Sweeney Todd: The Demon Barber of Fleet Street - This is the filmed version of the touring production back in the early 80s. Angela Lansbury was a hoot, and George Hearn was fantastic as Sweeney (I would've liked to have seen Len Cariou reprise his role, though). I've seen the "updated" version directed by Doyle and liked it, but it was nice to see no one playing their own instruments and having a much bigger cast.

Sunset Boulevard - I can't believe I've never seen this film before. It was glorious and yet super creepy at the same time; it felt very film noir-ish and everything worked pretty well. Gloria Swanson definitely made a come back and it would've been nice to see her win the Oscar (but I've never seen Born Yesterday and Judy Holliday's performance). I watched it twice, with the second time being with the commentary, and I'd like to watch it again sometime soon.

Hugo - I'm gonna go the complete opposite route of many people and say that I wasn't complete entranced by this film. Yes, it was good and I love all of the early film references, but I wasn't totally captivated. It was shot beautifully, though, and it's definitely a good kid's film. I don't know. Maybe I need to watch it again and see if I like it better than the first go around.

### [Exercise directions]
Duplicate word for word the stretch of the movie reviews from "Sweeney Todd: The" through "much bigger cast.".

### [Stored rows]
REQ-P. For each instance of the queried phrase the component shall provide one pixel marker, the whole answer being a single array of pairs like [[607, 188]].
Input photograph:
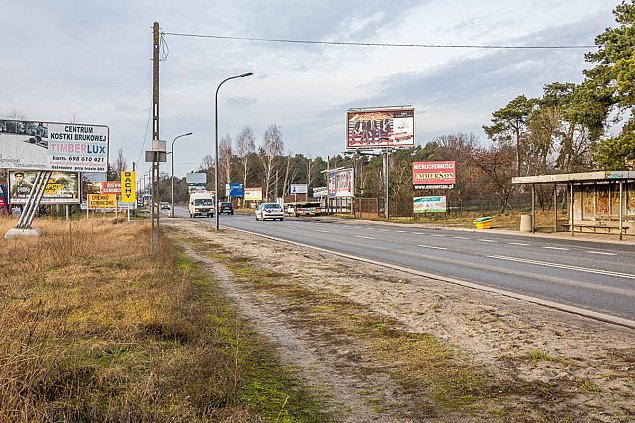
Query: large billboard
[[433, 175], [341, 183], [380, 128], [62, 188], [253, 194], [56, 146]]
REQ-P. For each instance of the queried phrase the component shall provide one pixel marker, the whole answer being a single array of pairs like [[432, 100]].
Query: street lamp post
[[216, 146], [172, 203]]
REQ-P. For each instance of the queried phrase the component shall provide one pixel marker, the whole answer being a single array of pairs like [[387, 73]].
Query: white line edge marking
[[534, 300], [432, 246], [566, 266]]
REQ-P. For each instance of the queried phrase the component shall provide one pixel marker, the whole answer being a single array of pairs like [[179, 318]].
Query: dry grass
[[96, 327]]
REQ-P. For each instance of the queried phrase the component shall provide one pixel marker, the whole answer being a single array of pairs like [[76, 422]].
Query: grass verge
[[97, 327]]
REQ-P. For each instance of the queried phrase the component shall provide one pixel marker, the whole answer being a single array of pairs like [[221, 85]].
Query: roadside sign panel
[[236, 190], [102, 201], [341, 183], [299, 188], [253, 194], [380, 128], [196, 178], [62, 188], [53, 146], [433, 173], [128, 193], [432, 204], [111, 187]]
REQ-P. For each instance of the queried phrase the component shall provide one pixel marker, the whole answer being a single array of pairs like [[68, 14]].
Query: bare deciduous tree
[[245, 145], [272, 147]]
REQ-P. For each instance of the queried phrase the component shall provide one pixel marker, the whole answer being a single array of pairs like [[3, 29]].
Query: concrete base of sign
[[16, 232]]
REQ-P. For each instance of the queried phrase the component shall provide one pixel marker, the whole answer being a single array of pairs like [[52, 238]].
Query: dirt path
[[585, 368]]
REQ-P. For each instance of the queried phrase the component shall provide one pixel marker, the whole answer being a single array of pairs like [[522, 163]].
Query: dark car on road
[[225, 207]]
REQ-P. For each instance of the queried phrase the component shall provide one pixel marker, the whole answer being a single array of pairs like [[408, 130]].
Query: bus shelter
[[601, 202]]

### [The solution]
Sweeney Todd: The Demon Barber of Fleet Street - This is the filmed version of the touring production back in the early 80s. Angela Lansbury was a hoot, and George Hearn was fantastic as Sweeney (I would've liked to have seen Len Cariou reprise his role, though). I've seen the "updated" version directed by Doyle and liked it, but it was nice to see no one playing their own instruments and having a much bigger cast.